▸ **WRITTEN PROBLEM 1**: Extract the stretch from "While the Welsh" through "commentators are predicting." from the passage on the Welsh Government's budget, word for word.
▸ **WRITTEN PROBLEM 2**: Copy every line of the listing below without a single change.

▸ **TEXT EXCERPT**:
================

It's an important point that the Member makes, and I want to repeat it again this afternoon, as I did last week, because these are absolutely serious times in the lives of citizens in Wales. The Welsh Government's budget is already worth, in purchasing power, £600 million less than it was in November of last year at the time of the comprehensive spending review, and the Chancellor has said that he has no intention at all of making up for that erosion in the budgets available to protect citizens and public services in Wales. And now we know that there are cuts on top of that on the way.

While the Welsh Government will use every capacity that we have, every pound that we are able to mobilise, every partnership that we are able to rely on, to do what we can to protect people in Wales from the impact of those cuts, there will be a limit beyond which we simply cannot go. And people will see directly and inevitably, not simply because their mortgages now cost astronomically more, not just because the energy protection that they were promised last week would last for two years is now only to last for six months, not only because the benefits on which they rely may be cut while bankers' bonuses are unrestricted, but they will see it as well in the services that they have been able to rely on up until now that simply will not be there in the same way, if we have to cut our budget on the scale that some commentators are predicting.

================

▸ **DATA LINES**:
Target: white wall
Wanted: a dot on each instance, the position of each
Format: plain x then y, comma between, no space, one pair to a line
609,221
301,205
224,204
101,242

================

▸ **WRITTEN SOLUTION 1**:
While the Welsh Government will use every capacity that we have, every pound that we are able to mobilise, every partnership that we are able to rely on, to do what we can to protect people in Wales from the impact of those cuts, there will be a limit beyond which we simply cannot go. And people will see directly and inevitably, not simply because their mortgages now cost astronomically more, not just because the energy protection that they were promised last week would last for two years is now only to last for six months, not only because the benefits on which they rely may be cut while bankers' bonuses are unrestricted, but they will see it as well in the services that they have been able to rely on up until now that simply will not be there in the same way, if we have to cut our budget on the scale that some commentators are predicting.

▸ **WRITTEN SOLUTION 2**:
Target: white wall
Wanted: a dot on each instance, the position of each
Format: plain x then y, comma between, no space, one pair to a line
609,221
301,205
224,204
101,242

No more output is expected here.